Reproduce the full set of records verbatim.

====== Excerpted records

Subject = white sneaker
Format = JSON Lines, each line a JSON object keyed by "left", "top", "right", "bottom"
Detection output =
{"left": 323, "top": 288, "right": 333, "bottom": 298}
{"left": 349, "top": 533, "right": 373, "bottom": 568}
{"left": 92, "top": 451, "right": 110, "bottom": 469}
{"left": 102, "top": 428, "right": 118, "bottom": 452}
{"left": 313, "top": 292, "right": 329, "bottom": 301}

============

Exercise output:
Subject = white sneaker
Format = JSON Lines, each line a JSON object keyed by "left", "top", "right", "bottom"
Detection output =
{"left": 323, "top": 288, "right": 333, "bottom": 298}
{"left": 349, "top": 533, "right": 373, "bottom": 568}
{"left": 92, "top": 451, "right": 110, "bottom": 469}
{"left": 102, "top": 428, "right": 118, "bottom": 452}
{"left": 313, "top": 292, "right": 329, "bottom": 301}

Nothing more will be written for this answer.